Sunday, June 14, 2015

Flag Day 2015: Flag Retirement Ceremony at Lowe McFarlane American Legion Post

The Ceremony for Disposal of Unserviceable Flags is outlined in Resolution No. 440, passed by the 19th National Convention of The American Legion in New York, Sept. 20-23, 1937. The ceremony has been an integral part of American Legion ritual since that date.



WHEREAS, Americanism has been and should continue to be one of the major programs of The American Legion; and
WHEREAS, The observance of proper respect for the Flag of our country and the education of our citizenry in the proper courtesies to be paid the Flag is an essential element of such Americanism program; and
WHEREAS, It is fitting and proper that Flags which have been used for the decoration of graves on Memorial Day be collected after such service, inspected, and worn and unserviceable Flags be condemned and properly destroyed;

WHEREAS, Our Flag which we love and cherish
WHEREAS, In a proper service of tribute and memory and love, our Flag becomes faded and worn and must be honorably retired from life; and
WHEREAS, Such retirement of Flags that have become unserviceable may be done in public with respectful and honorable rites...

RESOLVED, That Flag Day, June 14, be recommended as the most appropriate day on which to annually hold this ceremony.

Sergeant-at-Arms: “Comrade Commander, we wish to present a number of unserviceable Flags of our Country for inspection and disposal.”
Commander: “Comrade Sergeant-at-Arms, advance with your detail and present the Flags for disposal and inspection.”

Second Vice Commander: “Is the present condition of these Flags the result of their usual service as the Emblem of our Country?”
Sergeant-at-Arms: “These Flags have become faded and worn over the graves of our departed comrades and the Soldier, Marine, Sailor, and Airman dead of all our nation’s wars.”

Sergeant-at-Arms: “Comrade Vice Commander, we present these Flags which have been inspected by the Second Vice Commander, for your further inspection.”
First Vice Commander: “Have any of these Flags served any other purpose?”
Sergeant-at-Arms: “Some of these Flags have been displayed in various public places.” 

Sergeant-at-Arms: “Comrade Commander, we have the honor to present for final inspection and proper disposal these Flags of our Country.”
Commander: “Have these Flags been inspected by the First and Second Vice Commanders?”
Sergeant-at-Arms: “They have.”

Second Vice Commander: “Comrade Commander, since these Flags have become unserviceable in a worthy cause, I recommend that they be honorably retired from further service.”
Commander: “Comrade First Vice Commander, what does your inspection show and what do you recommend?”
First Vice-Commander: “Comrade Commander, since these Flags have become faded and worn in a tribute of service and love, I also recommend that they be fittingly destroyed.”

Commander: “Comrades, we have presented here these Flags of our Country which have been inspected and condemned as unserviceable. They have reached their present state in a proper service of tribute, memory and love.

▶ **SUPPLIED MATERIAL**:
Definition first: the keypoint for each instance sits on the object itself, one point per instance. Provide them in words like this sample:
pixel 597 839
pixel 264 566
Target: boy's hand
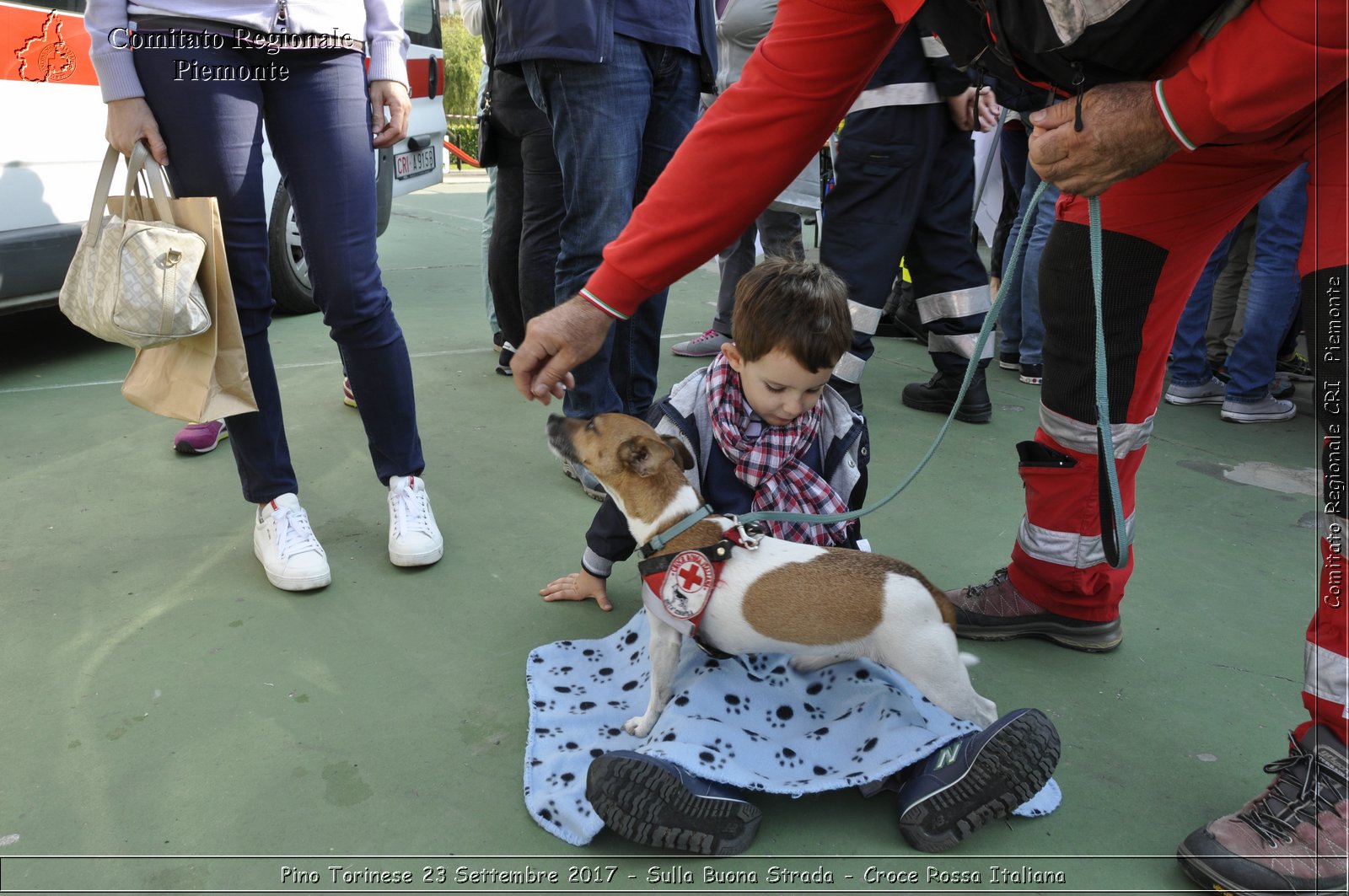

▶ **REQUIRED TASK**:
In the flag ceremony post, which resolution number outlines the Ceremony for Disposal of Unserviceable Flags? The listing has no connection to the flag ceremony post.

▶ **THE REPLY**:
Resolution No. 440.